(Natural language region descriptions)
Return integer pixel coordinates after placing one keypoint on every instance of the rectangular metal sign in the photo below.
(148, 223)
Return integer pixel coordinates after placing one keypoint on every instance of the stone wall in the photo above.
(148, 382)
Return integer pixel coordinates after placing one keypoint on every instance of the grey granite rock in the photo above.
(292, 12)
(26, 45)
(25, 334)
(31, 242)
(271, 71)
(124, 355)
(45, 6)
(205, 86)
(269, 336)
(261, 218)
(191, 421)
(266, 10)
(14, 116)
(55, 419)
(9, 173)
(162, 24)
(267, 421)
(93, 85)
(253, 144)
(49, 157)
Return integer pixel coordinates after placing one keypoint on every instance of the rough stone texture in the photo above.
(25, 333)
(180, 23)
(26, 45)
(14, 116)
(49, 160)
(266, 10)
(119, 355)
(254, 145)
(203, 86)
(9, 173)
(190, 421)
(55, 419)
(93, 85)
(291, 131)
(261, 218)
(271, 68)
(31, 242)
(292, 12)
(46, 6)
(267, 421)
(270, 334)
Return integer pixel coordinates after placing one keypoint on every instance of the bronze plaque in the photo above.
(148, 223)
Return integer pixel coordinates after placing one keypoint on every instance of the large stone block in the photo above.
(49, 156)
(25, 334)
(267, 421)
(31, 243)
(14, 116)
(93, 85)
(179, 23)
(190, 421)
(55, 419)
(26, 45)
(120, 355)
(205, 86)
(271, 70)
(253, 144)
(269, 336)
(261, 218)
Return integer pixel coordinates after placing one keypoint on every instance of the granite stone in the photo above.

*WHAT IS BEING ASKED*:
Word for word, give back all of the records.

*ANSWER FOR THIS EXERCISE*:
Return integer pixel coordinates after placing one keypoint on every instance of the rectangular metal sign in the photo below.
(148, 223)
Return integer pixel coordinates after placing one keypoint on every instance of the stone wall in the photo above.
(148, 382)
Return integer pixel coordinates after placing one keypoint on every instance of the grey granite rock in the photo above.
(292, 12)
(26, 45)
(25, 334)
(31, 242)
(271, 71)
(124, 355)
(45, 6)
(205, 86)
(269, 336)
(261, 218)
(191, 421)
(266, 10)
(14, 116)
(55, 419)
(9, 173)
(162, 24)
(267, 421)
(93, 85)
(253, 144)
(49, 157)
Return integer pixel coordinates after placing one keypoint on every instance of the rough stone texture in the photo above.
(25, 333)
(180, 23)
(26, 45)
(14, 116)
(49, 160)
(266, 10)
(119, 355)
(254, 145)
(203, 86)
(9, 173)
(190, 421)
(55, 419)
(93, 85)
(291, 131)
(261, 218)
(271, 68)
(31, 242)
(292, 12)
(46, 6)
(267, 421)
(270, 334)
Return integer pixel coordinates after placing one keypoint on every instance of the bronze plaque in the photo above.
(148, 223)
Return integer pixel coordinates after placing one keypoint on every instance of the large stone block in the photo above.
(49, 156)
(25, 334)
(267, 421)
(31, 243)
(14, 116)
(93, 85)
(179, 23)
(190, 421)
(55, 419)
(26, 45)
(120, 355)
(205, 86)
(271, 70)
(253, 144)
(269, 336)
(261, 218)
Return integer pixel coordinates after placing one keypoint on every instance of the granite stone in the photo above.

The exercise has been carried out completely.